**Selected text**
★ ★ ★ ★

And speaking of “thinking”, it is a fact that entrepreneurs think constantly about cash. How many companies have I run where, and upon entering each morning, I went right to my Controller’s office asking, “How’s our cash?”
Most employees think that cash just “shows up.” Except in small companies and entrepreneurial enterprises, most employees simply have no concept of the relationship between customers and cash.
Which leads me to a rather harsh examination of the employee-versus-entrepreneur mindset. To an entrepreneur, a customer is a god. Someone to be catered to at all times. For the entrepreneur knows, and without satisfied customers, the cash stops flowing.
But to many employees (again, I’m ruling out smaller companies with entrepreneurial mindsets), a customer is someone who more or less “interrupts their day.” How many employees have I heard over the years complaining about customers and how “stupid” or “dumb” they are simply because they are asking for service? It’s clear to me that the employee would rather the customer simply go away so that they can live out their own day.
(Note: I know I’m going to get angry notes about that previous, and rather harsh, condemnation. I will qualify what I just said by telling you that in a well-run entrepreneurial environment, all employees fully recognize the connection between cash and customers. The disconnect, it seems, is in larger enterprises or in enterprises that are clearly not at all entrepreneurial.)
Finally, there is a place even beyond employees that I’ll dare to go to. That place? I call it “Unionville.” It is at Unionville where things really get ridiculous.
I’ll never forget the day I picked up and carried a cathode ray tube through McCormick Place while at a trade show in Chicago. I’d not traveled thirty feet when a guy blew a whistle in my ear. He was a union steward, and he threatened to “shut this damn place down” because I had violated a union rule. He told me that any “carrying” would be done only by the appropriate union worker.
I had a similar experience the first year I worked in a steel mill. “You’re working too hard,” I was told by my union brethren. “Keep it up and you could get hurt.” (That’s a direct quote.)

★ ★ ★ ★

**Work to complete**
1. From the passage on entrepreneurs and cash, reproduce the text between "Most employees think" and "customers and cash.", inclusive.
2. In the passage on entrepreneurs and cash, where was the trade show at which the writer carried a cathode ray tube?

**Given data**
★ ★ ★ ★

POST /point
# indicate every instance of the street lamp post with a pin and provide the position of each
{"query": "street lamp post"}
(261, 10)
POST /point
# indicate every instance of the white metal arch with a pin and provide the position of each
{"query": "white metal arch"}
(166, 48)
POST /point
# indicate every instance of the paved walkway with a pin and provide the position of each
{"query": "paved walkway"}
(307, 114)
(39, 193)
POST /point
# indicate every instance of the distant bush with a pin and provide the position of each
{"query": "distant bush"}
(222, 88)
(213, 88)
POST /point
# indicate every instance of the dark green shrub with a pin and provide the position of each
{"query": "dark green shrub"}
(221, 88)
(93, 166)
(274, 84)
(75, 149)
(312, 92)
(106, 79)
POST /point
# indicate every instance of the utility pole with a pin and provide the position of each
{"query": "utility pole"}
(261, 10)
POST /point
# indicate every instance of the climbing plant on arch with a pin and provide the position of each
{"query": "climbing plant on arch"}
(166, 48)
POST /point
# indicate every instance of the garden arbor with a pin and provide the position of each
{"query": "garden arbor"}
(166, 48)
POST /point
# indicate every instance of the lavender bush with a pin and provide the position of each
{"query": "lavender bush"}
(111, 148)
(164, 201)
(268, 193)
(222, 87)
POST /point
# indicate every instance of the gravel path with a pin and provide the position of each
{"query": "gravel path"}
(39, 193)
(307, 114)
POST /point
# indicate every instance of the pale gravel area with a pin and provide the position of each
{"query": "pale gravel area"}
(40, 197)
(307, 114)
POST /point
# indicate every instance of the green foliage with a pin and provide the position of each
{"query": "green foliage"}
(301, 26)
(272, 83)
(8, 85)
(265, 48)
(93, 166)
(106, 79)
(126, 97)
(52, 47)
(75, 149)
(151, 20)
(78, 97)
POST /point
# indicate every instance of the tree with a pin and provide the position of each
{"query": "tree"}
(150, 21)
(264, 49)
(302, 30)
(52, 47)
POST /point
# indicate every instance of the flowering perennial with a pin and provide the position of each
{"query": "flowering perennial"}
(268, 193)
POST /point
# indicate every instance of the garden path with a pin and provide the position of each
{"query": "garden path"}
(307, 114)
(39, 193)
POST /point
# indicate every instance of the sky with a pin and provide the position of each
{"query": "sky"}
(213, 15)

★ ★ ★ ★

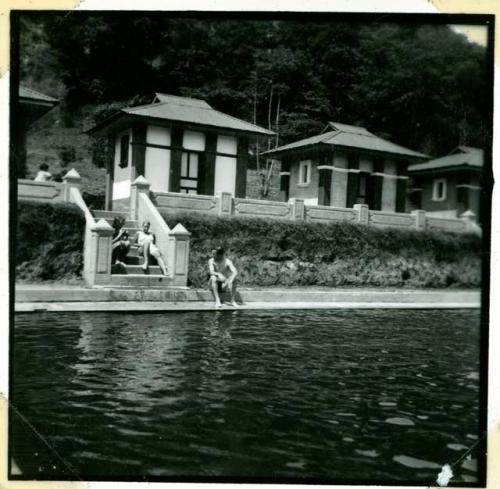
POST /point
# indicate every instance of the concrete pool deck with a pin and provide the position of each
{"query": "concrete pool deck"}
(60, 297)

★ ★ ★ ★

**Expected responses**
1.
Most employees think that cash just “shows up.” Except in small companies and entrepreneurial enterprises, most employees simply have no concept of the relationship between customers and cash.

2. McCormick Place in Chicago.